▶ [Input]

================

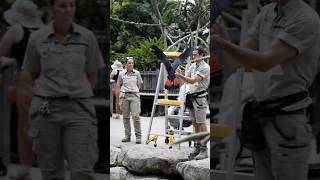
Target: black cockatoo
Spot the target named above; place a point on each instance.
(217, 8)
(172, 82)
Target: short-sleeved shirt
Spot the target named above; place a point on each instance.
(129, 81)
(297, 25)
(202, 69)
(62, 66)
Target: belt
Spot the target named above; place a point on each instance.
(61, 98)
(197, 94)
(130, 92)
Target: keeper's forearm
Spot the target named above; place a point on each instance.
(256, 60)
(187, 79)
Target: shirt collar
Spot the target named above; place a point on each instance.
(50, 30)
(126, 71)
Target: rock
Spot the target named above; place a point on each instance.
(118, 173)
(121, 173)
(146, 159)
(195, 170)
(114, 152)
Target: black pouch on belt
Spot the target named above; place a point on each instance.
(252, 136)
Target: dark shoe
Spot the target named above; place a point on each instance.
(203, 153)
(195, 152)
(3, 168)
(138, 140)
(126, 139)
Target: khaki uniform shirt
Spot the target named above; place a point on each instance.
(129, 82)
(63, 65)
(202, 69)
(297, 25)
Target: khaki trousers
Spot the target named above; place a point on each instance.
(68, 133)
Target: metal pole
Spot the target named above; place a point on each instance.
(155, 100)
(6, 79)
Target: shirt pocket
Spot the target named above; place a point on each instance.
(48, 57)
(75, 55)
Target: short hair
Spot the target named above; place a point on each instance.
(127, 58)
(51, 2)
(200, 51)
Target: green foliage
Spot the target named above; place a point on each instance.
(144, 58)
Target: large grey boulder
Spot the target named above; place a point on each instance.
(195, 170)
(121, 173)
(146, 159)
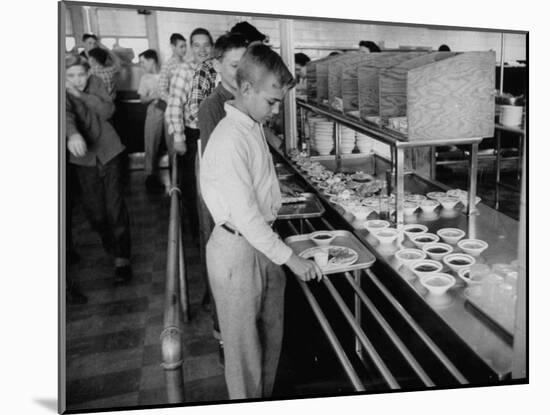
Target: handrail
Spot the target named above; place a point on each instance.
(176, 301)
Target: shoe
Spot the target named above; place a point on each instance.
(75, 297)
(154, 185)
(123, 274)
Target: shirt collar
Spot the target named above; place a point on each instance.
(238, 115)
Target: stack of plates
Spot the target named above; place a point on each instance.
(323, 137)
(347, 140)
(364, 143)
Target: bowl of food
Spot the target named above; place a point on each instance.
(429, 205)
(322, 238)
(458, 261)
(425, 266)
(407, 256)
(413, 229)
(423, 238)
(473, 247)
(386, 235)
(437, 283)
(437, 250)
(449, 202)
(409, 207)
(376, 224)
(435, 195)
(451, 235)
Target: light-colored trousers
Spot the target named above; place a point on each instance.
(249, 293)
(152, 134)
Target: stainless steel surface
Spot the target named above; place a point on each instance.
(497, 229)
(360, 295)
(382, 134)
(360, 334)
(311, 208)
(300, 243)
(344, 360)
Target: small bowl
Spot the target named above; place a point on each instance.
(449, 202)
(407, 256)
(409, 207)
(473, 247)
(376, 224)
(429, 205)
(437, 250)
(424, 238)
(322, 238)
(413, 229)
(464, 275)
(458, 261)
(436, 195)
(451, 235)
(426, 267)
(437, 283)
(386, 235)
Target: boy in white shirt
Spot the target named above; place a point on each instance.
(149, 94)
(244, 255)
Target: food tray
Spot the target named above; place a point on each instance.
(282, 171)
(300, 243)
(504, 328)
(310, 208)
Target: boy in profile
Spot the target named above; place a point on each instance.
(244, 254)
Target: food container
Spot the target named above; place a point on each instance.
(426, 267)
(473, 247)
(458, 261)
(424, 238)
(437, 250)
(407, 256)
(322, 238)
(437, 283)
(451, 235)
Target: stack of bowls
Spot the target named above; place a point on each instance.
(364, 143)
(347, 140)
(322, 137)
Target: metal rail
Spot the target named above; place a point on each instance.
(176, 301)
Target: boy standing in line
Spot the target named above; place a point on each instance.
(182, 125)
(154, 119)
(244, 254)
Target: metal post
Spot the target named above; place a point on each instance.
(472, 185)
(287, 53)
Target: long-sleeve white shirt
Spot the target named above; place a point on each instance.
(239, 184)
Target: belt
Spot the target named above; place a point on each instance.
(236, 232)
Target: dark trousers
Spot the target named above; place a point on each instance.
(102, 197)
(188, 180)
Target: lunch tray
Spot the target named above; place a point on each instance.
(504, 328)
(300, 243)
(310, 208)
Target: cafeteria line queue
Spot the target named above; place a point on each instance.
(232, 193)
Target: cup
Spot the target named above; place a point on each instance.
(321, 258)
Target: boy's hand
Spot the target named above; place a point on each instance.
(179, 144)
(72, 90)
(305, 269)
(76, 145)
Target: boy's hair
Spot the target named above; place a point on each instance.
(248, 31)
(301, 59)
(228, 42)
(87, 36)
(150, 54)
(100, 55)
(262, 57)
(175, 37)
(201, 31)
(370, 45)
(76, 60)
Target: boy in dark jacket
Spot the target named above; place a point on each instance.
(95, 150)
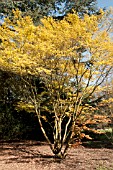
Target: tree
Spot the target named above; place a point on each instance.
(39, 8)
(71, 62)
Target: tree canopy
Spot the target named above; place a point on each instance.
(72, 57)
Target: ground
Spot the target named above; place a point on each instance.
(32, 155)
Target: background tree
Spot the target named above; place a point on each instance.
(70, 61)
(39, 8)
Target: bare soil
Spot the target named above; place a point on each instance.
(32, 155)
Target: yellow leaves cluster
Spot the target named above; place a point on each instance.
(54, 43)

================

▶ [Directions]
From the data above, write out everything exactly except the pictures.

▶ [Output below]
Target: black cockatoo
Spot the target named above; place a point on each instance.
(217, 8)
(172, 82)
Target: short-sleeved shirt
Spot the target named above; place a point on each instance.
(129, 81)
(297, 25)
(202, 69)
(62, 66)
Target: belt
Spot the target named above; place a point on each instance.
(61, 98)
(197, 94)
(130, 92)
Target: keeper's forearm
Spot the target named above; place a point on each instance.
(256, 60)
(187, 79)
Target: shirt collar
Spot the target named above; place a point on each instance.
(50, 30)
(126, 71)
Target: rock
Spot the target named above; place a point on each instance.
(118, 173)
(121, 173)
(146, 159)
(195, 170)
(114, 152)
Target: black pouch on belt
Spot the target named above; place a point on each instance.
(252, 136)
Target: dark shoe
Spot the target named above; place a point on each instance.
(203, 153)
(195, 152)
(3, 168)
(138, 140)
(126, 139)
Target: khaki uniform shirt
Spot the target named above; place a point on each instance.
(129, 82)
(63, 65)
(202, 69)
(297, 25)
Target: khaki trousers
Spot the target named above; place a point on each instance.
(68, 133)
Target: metal pole
Spot the target named above; place a point on each instance.
(155, 100)
(6, 79)
Target: shirt pocket
Spot the target named above; place a point on each instance.
(48, 57)
(75, 55)
Target: short hair
Spot the target named above; place a point on each instance.
(127, 58)
(51, 2)
(200, 51)
Target: green foliage
Spot the target named above; place a point on each instance.
(144, 58)
Target: large grey boulder
Spot the target named above; place a point on each instance.
(195, 170)
(121, 173)
(146, 159)
Target: handrail
Spot the target named above; place a point on each instance.
(176, 301)
Target: shoe
Spot the target named above; place a point on each instance.
(75, 297)
(154, 185)
(123, 274)
Target: shirt collar
Spot the target named above; place a point on each instance.
(238, 115)
Target: stack of plates
Spot the target named above; place a point on each instance.
(323, 137)
(347, 140)
(364, 143)
Target: bowl of food
Spot the target named above; place a point on each instance.
(429, 205)
(322, 238)
(458, 261)
(425, 266)
(407, 256)
(413, 229)
(423, 238)
(473, 247)
(386, 235)
(437, 283)
(437, 250)
(449, 202)
(409, 207)
(376, 224)
(435, 195)
(451, 235)
Target: light-colored trousers
Spot the target named above; place a point on each instance.
(249, 293)
(152, 134)
Target: stainless steel surface
Spot the target named above; place a point on each instance.
(497, 229)
(360, 295)
(382, 134)
(360, 334)
(311, 208)
(300, 243)
(344, 360)
Target: small bowl
Spot the target named above; place a point on each instance.
(449, 202)
(407, 256)
(409, 207)
(473, 247)
(376, 224)
(429, 205)
(437, 250)
(424, 238)
(322, 238)
(413, 229)
(464, 275)
(458, 261)
(436, 195)
(451, 235)
(426, 267)
(437, 283)
(386, 235)
Target: boy in white shirt
Spot the target named above; place a point on each instance.
(149, 94)
(244, 255)
Target: food tray
Spot the target named above; place a point on each instance.
(282, 171)
(300, 243)
(504, 328)
(310, 208)
Target: boy in profile
Spot the target named above; place a point on each instance.
(244, 254)
Target: food container
Spot the target named above; place a point on each instance.
(426, 267)
(473, 247)
(458, 261)
(424, 238)
(437, 250)
(407, 256)
(322, 238)
(437, 283)
(451, 235)
Target: stack of bowls
Spot the target named above; place a point on each instance.
(364, 143)
(347, 140)
(322, 137)
Target: metal rail
Spot the target named above; place a point on each instance.
(176, 301)
Target: boy standing in line
Spot the target named above; place a point on each instance.
(182, 125)
(154, 119)
(244, 254)
Target: metal post
Spot the target named above; place a point on each instance.
(472, 185)
(287, 53)
Target: long-sleeve white shirt
Spot the target named above; place a point on each instance.
(239, 184)
Target: belt
Spot the target named above; place a point on each instance.
(236, 232)
Target: dark trousers
Spot the target named above; place a point on each instance.
(102, 197)
(188, 180)
Target: lunch tray
Spot the target named above; place a point on each instance.
(504, 328)
(300, 243)
(310, 208)
Target: cafeteria line queue
Spot the target named above; place a point on each instance.
(232, 193)
Target: cup
Spot the target named above; place a point on each instance.
(321, 258)
Target: boy's hand
Spot the target named above; place a point on each instance.
(179, 144)
(72, 90)
(305, 269)
(76, 145)
Target: boy's hair
Spot the target named above; place a point on each instance.
(248, 31)
(301, 59)
(228, 42)
(87, 36)
(150, 54)
(100, 55)
(262, 57)
(175, 37)
(201, 31)
(370, 45)
(76, 60)
Target: boy in dark jacket
Spot the target named above; place a point on each instance.
(95, 150)
Target: tree
Spot the target named above; place a point on each instance.
(39, 8)
(71, 62)
Target: tree canopy
Spot the target named above; place a point on each instance.
(72, 57)
Target: ground
Spot the target named above; place a point on each instance.
(32, 155)
Target: background tree
Spot the target named above; place a point on each instance.
(70, 61)
(39, 8)
Target: bare soil
Spot the target named above; place a point on each instance.
(32, 155)
Target: yellow leaves cluster
Spot the target named above; place a point on each instance.
(54, 43)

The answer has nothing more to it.